● 抜粋:
━━━━━━━━━━

2023年07月14日掲載

Point of view - 第232回 石川ルチア―海外の動向に見る、職務給制度が抱える課題と対策

石川ルチア いしかわ るちあ
リクルートワークス研究所
アソシエイト

デンバー大学修士課程(国際異文化コミュニケーション学)修了。2014年リクルートワークス研究所入所、2018年より現職。研究分野は欧米の採用手法、および人事業務やその他職場におけるテクノロジー活用。発行物に研究レポート「海外のスキルベース採用-潜在デジタル人材を発掘し、即戦力人材に-」、「『人事アナリスト』のキャリア~ピープルアナリティクスを主導する新しい人事職~」、論文「出社を望んでいるのは誰か~性別によるテレワーク意向パターンの違い~」(いずれもリクルートワークス研究所)など。

━━━━━━━━━━

● データ抜粋:
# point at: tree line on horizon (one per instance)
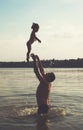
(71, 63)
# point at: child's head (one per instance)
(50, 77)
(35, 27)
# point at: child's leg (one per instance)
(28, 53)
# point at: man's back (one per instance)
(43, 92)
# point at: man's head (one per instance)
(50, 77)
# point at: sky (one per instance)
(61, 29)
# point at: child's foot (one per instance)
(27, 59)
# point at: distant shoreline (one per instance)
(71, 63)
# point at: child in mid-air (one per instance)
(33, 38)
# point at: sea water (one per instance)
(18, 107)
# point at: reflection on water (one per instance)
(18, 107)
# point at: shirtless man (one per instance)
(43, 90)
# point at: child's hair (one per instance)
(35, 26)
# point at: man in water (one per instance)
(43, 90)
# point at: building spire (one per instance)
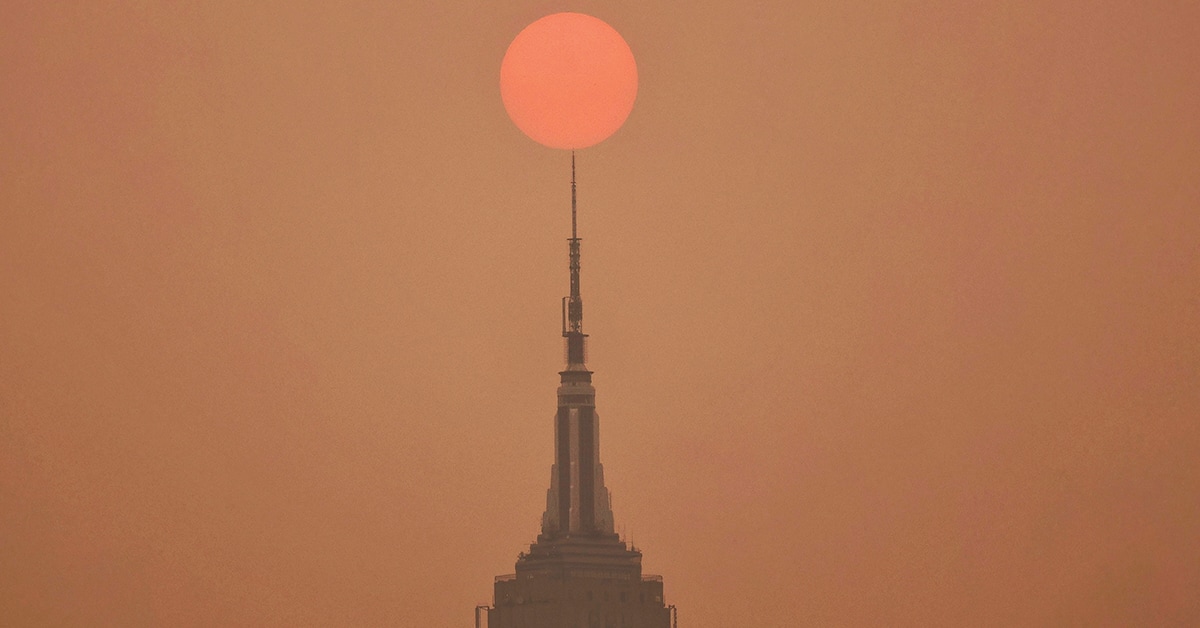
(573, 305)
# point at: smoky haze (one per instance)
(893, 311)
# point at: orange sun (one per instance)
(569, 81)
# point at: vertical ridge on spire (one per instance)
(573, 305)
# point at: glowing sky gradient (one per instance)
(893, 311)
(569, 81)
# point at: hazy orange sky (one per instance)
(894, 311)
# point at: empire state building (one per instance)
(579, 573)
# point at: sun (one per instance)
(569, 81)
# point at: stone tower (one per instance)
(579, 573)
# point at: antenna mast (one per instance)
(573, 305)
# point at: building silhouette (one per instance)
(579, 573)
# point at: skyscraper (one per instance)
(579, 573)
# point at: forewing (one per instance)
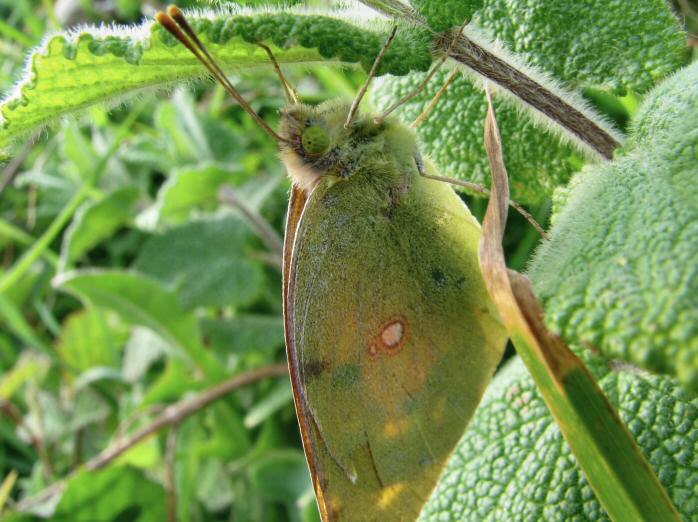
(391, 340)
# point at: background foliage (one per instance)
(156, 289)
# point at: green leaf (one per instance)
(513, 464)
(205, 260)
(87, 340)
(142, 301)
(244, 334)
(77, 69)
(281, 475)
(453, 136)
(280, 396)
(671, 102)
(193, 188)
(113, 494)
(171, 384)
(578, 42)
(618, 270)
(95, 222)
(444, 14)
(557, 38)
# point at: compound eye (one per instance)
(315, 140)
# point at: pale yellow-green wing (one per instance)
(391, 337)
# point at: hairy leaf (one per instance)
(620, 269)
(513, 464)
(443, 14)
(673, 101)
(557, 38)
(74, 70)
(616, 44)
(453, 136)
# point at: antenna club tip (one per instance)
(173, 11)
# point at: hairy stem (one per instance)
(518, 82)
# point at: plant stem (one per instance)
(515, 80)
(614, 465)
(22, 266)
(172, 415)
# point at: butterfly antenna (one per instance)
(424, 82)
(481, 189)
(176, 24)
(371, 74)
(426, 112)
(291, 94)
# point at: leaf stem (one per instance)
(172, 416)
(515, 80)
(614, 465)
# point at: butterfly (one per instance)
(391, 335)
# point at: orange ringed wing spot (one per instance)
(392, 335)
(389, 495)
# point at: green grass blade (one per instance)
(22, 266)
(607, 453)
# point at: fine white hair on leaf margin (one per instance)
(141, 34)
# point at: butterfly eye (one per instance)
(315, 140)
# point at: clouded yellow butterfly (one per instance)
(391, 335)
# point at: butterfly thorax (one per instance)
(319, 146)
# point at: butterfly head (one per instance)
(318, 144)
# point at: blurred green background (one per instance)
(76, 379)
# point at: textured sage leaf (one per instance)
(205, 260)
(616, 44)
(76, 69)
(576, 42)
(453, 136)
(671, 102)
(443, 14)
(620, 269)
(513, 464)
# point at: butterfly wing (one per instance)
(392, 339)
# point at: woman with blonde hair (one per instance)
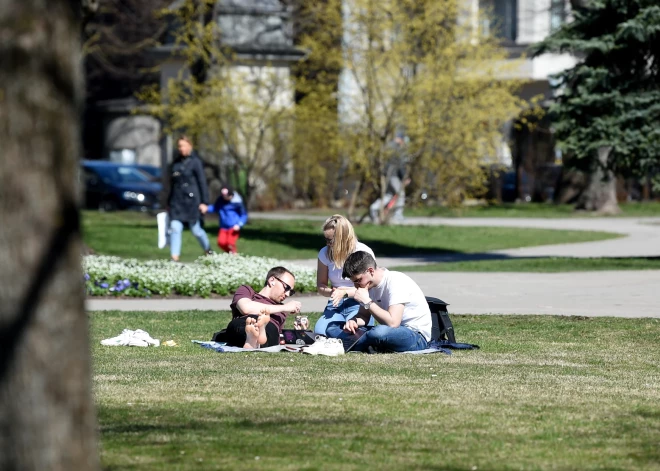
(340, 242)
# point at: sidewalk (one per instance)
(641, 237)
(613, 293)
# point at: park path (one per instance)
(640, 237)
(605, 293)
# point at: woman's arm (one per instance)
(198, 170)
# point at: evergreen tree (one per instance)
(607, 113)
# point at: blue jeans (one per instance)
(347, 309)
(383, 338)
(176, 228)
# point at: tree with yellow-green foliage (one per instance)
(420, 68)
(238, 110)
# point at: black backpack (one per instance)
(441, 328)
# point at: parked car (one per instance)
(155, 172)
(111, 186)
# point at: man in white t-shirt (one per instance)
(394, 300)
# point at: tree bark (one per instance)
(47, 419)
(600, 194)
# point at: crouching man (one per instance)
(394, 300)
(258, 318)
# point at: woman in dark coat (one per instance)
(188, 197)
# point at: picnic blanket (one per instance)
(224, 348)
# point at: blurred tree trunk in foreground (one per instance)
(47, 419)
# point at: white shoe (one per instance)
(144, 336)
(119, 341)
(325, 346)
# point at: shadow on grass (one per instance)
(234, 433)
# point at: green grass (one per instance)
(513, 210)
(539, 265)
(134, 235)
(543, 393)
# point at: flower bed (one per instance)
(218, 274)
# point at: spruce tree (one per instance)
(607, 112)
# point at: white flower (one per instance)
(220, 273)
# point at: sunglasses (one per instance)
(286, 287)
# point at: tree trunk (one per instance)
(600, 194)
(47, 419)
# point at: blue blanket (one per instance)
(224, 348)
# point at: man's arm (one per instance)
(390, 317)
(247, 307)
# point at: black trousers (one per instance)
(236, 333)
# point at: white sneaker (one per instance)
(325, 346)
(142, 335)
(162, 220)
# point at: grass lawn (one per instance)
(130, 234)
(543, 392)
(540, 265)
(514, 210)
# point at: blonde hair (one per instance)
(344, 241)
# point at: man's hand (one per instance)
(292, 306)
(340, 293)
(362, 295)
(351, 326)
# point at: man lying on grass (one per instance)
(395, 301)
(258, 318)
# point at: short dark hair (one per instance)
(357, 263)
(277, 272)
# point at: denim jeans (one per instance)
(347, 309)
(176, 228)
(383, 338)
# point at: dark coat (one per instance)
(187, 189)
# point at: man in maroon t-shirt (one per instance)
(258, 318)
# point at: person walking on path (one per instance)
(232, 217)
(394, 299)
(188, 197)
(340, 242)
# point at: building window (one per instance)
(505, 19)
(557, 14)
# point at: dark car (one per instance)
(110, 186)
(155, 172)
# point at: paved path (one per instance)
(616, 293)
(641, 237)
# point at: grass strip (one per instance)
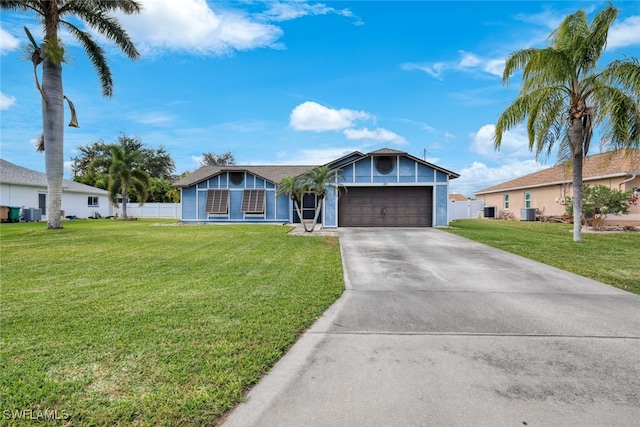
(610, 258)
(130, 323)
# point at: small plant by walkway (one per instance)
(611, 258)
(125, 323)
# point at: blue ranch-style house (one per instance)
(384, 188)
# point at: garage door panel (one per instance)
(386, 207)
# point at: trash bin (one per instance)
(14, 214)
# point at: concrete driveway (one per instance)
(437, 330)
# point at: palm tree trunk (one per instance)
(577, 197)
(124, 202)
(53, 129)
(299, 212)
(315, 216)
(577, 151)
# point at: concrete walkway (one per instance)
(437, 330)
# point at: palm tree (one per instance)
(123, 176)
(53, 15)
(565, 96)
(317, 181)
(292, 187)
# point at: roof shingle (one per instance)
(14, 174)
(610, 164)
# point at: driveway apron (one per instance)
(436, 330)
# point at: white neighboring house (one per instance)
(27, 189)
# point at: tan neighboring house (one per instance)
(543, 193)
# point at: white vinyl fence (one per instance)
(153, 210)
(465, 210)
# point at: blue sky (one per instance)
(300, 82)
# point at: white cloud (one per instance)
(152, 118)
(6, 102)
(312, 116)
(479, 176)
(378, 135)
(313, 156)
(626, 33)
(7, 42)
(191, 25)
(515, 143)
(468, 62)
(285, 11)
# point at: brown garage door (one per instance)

━━━━━━━━━━

● 演習の指示:
a - 職務給制度に関するコラムの筆者紹介に挙げられている発行物を、種類とタイトルを添えてすべて書き出してください。
b - 職務給制度に関するコラムの続きを、最後の文の後から書いてください。

● 解答一覧:
a -
研究レポート「海外のスキルベース採用-潜在デジタル人材を発掘し、即戦力人材に-」
研究レポート「『人事アナリスト』のキャリア~ピープルアナリティクスを主導する新しい人事職~」
論文「出社を望んでいるのは誰か~性別によるテレワーク意向パターンの違い~」

b -
 世界の雇用トレンドを見ると、ここ数年間の日本と海外は逆の動きをしている。日本では欧米企業の多くに見られる、いわゆるジョブ型雇用に注目し、導入する企業が増えているが、欧米をはじめとする海外では現行の制度に限界を感じて新たな方向へ動き出しているのだ。ただし、両者が目指す目標は共通しており、テクノロジーによって変化する職場に適した制度を別の形で模索している。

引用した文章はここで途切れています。